--- ENTRIES SUPPLIED ---
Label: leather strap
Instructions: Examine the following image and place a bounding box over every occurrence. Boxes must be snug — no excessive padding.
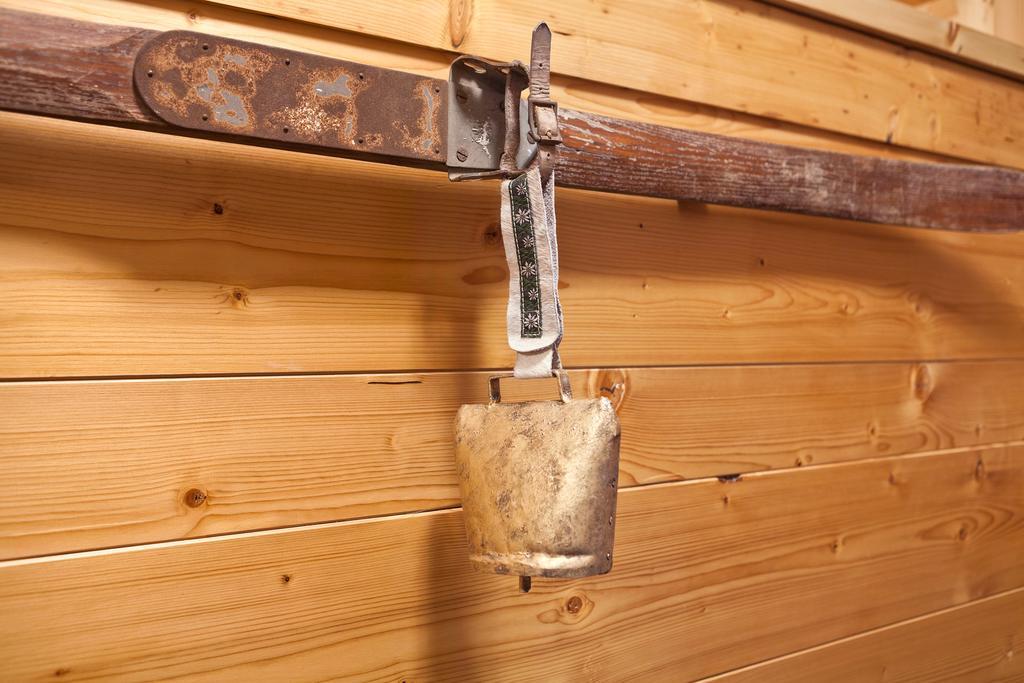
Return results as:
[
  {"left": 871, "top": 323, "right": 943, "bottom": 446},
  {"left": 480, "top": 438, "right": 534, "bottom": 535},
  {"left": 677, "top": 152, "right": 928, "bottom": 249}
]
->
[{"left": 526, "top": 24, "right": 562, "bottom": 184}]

--- GOAL ---
Rewrite the records above, switching "leather strap" to "watch band" and changing nothing else. Leave the pictures out.

--- EXERCISE RESPONSE ---
Label: watch band
Instructions: Examine the following image and place a bounding box over every occurrence. Boxes must be snug — no excessive padding.
Return results as:
[
  {"left": 871, "top": 323, "right": 943, "bottom": 446},
  {"left": 480, "top": 438, "right": 534, "bottom": 535},
  {"left": 677, "top": 152, "right": 928, "bottom": 249}
]
->
[{"left": 526, "top": 24, "right": 562, "bottom": 184}]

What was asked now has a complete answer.